- _Text shown_
++++++++++
After a special all-organic lunch Thursday arranged by Alice Waters, proprietor of Berkeley's famous Chez Panisse restaurant, Nobel Laureate Norman Borlaug made a prediction: There will come a day, he said, when genetically engineered foods will be considered organic and they may wind up on Chez Panisse menus.

Waters may demur -- but Borlaug knows agriculture.

He won the Nobel Peace Prize in 1970 for his work with high-yield wheat in India and Pakistan. His introduction of hybrids he developed in Mexico caused what is called the Green Revolution, which ended starvation in India and Pakistan in the 1960s.

China developed the same methods, high-yield hybrid wheat and rice coupled with the ferocious application of fertilizer that ended most starvation in that country.

Now Borlaug, who is spry and alert at 89, is in Africa -- trying to create a new green revolution. He's teamed up with former President Jimmy Carter and partners in a dozen African nations -- supported by a Japanese foundation.

Africa is the place where help from America and other developing countries to fight AIDS, to improve human life is badly needed, Borlaug said.

The alternative is starving people, chaos and terrorism, he said.
++++++++++
- _Supplied material_
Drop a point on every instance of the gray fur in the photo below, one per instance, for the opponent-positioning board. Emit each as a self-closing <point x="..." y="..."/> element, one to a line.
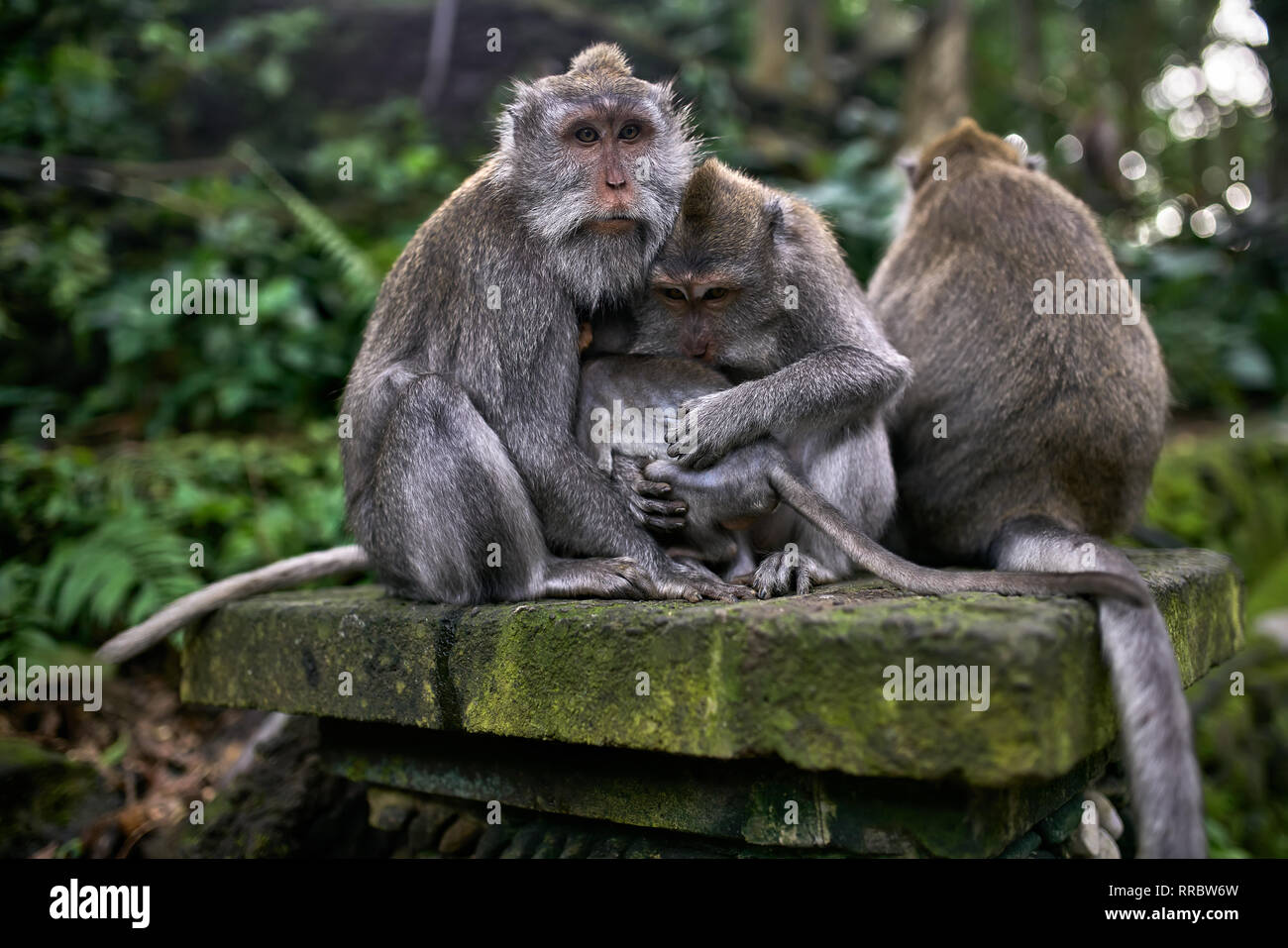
<point x="1054" y="427"/>
<point x="463" y="414"/>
++++++++++
- _Problem details_
Can you copy out the Borlaug article word for word, starting at "He won the Nobel" and ending at "a Japanese foundation."?

- _Written reply_
He won the Nobel Peace Prize in 1970 for his work with high-yield wheat in India and Pakistan. His introduction of hybrids he developed in Mexico caused what is called the Green Revolution, which ended starvation in India and Pakistan in the 1960s.

China developed the same methods, high-yield hybrid wheat and rice coupled with the ferocious application of fertilizer that ended most starvation in that country.

Now Borlaug, who is spry and alert at 89, is in Africa -- trying to create a new green revolution. He's teamed up with former President Jimmy Carter and partners in a dozen African nations -- supported by a Japanese foundation.